* Source passage *
| name | vector-database-ops |
| description | Deploy, manage, and optimize vector databases for AI applications. Covers Qdrant, Weaviate, pgvector, and Pinecone — collection management, indexing strategies, backup, and performance tuning for production RAG and semantic search workloads. |
| license | MIT |
| metadata | {"author":"devops-skills","version":"1.0"} |
Vector Database Operations
Run production vector databases for AI-powered search, RAG, and recommendation systems.
When to Use This Skill
Use this skill when:
- Setting up a vector database for a RAG or semantic search application
- Choosing between Qdrant, Weaviate, pgvector, or Pinecone
- Managing collections, indexes, and data migrations
- Optimizing query performance and indexing for production loads
- Implementing multi-tenant vector search with namespace isolation
Vector Database Comparison
| Database | Best For | Hosting | Filtering | Scale |
|---|
| Qdrant | High-performance, rich filtering, self-hosted | Self / Cloud | Excellent | Very High |
| Weaviate | Schema-first, hybrid search, multi-modal | Self / Cloud | Good | High |
| pgvector | Already on Postgres, simple use cases | Self | Good | Medium |
| Pinecone | Zero-ops managed, serverless | Managed only | Good | Very High |
| Chroma | Local dev, prototyping | Self only | Basic | Low-Medium |
Qdrant — Production Deployment
docker run -d \
--name qdrant \
-p 6333:6333 \
-p 6334:6334 \
-v $(pwd)/qdrant-data:/qdrant/storage \
qdrant/qdrant:latest
docker run -d \
--name qdrant \
-p 6333:6333 \
-v $(pwd)/qdrant-data:/qdrant/storage \
-v $(pwd)/qdrant-config.yaml:/qdrant/config/production.yaml \
qdrant/qdrant:latest
storage:
storage_path: /qdrant/storage
on_disk_payload: true
service:
max_request_size_mb: 32
hnsw_index:
m: 16
ef_construct: 100
full_scan_threshold: 10000
quantization:
scalar:
type: int8
quantile: 0.99
always_ram: true
telemetry_disabled: true
Qdrant Collection Management
from qdrant_client import QdrantClient
from qdrant_client.models import (
Distance, VectorParams, HnswConfigDiff,
ScalarQuantizationConfig, ScalarType, QuantizationConfig
)
client = QdrantClient("http://localhost:6333")

* Data provided *
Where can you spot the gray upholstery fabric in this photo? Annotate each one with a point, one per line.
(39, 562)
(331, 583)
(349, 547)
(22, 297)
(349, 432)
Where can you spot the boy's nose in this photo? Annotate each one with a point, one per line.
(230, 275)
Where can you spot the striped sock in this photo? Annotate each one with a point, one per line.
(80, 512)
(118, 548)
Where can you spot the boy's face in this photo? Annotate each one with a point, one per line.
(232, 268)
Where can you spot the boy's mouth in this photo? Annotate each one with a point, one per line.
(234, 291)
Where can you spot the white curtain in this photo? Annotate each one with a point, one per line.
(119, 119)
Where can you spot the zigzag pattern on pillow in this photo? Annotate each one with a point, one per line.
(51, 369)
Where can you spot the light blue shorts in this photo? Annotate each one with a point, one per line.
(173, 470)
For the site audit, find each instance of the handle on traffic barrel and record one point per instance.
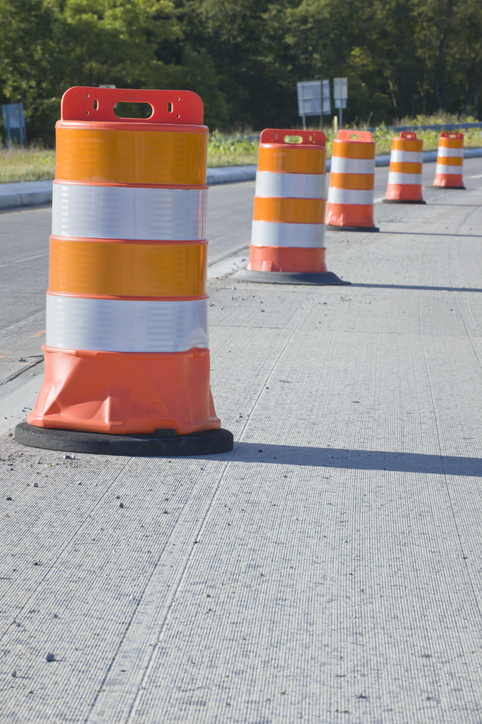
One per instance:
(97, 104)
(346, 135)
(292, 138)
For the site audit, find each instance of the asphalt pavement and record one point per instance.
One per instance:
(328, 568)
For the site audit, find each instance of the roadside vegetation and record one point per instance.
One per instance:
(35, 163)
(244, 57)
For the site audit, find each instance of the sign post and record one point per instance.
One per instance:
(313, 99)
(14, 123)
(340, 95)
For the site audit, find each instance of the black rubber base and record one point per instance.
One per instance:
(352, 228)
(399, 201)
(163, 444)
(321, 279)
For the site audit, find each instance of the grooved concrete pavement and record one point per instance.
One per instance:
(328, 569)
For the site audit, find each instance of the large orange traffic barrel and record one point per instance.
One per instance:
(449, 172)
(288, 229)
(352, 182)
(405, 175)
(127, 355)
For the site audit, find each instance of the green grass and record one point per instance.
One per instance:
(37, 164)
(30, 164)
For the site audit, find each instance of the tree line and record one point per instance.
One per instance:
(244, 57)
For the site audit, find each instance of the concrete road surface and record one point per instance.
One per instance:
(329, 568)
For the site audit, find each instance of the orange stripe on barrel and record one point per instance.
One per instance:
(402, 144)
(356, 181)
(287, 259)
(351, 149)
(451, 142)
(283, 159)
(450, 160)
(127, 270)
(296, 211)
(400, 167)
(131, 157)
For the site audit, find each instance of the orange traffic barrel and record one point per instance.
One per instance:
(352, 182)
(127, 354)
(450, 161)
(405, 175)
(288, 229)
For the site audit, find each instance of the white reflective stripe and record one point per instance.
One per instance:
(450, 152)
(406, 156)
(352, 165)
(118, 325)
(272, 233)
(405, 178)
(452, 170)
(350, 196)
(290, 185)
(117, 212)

* Problem to solve *
Answer from the vector database operations text.
(a) Which database does the comparison table list with "Managed only" hosting?
(b) What value does the Qdrant configuration give for full_scan_threshold?
(c) Under what license is the text released?
You do not need the items for this exercise.

* Exercise answer *
(a) Pinecone
(b) 10000
(c) MIT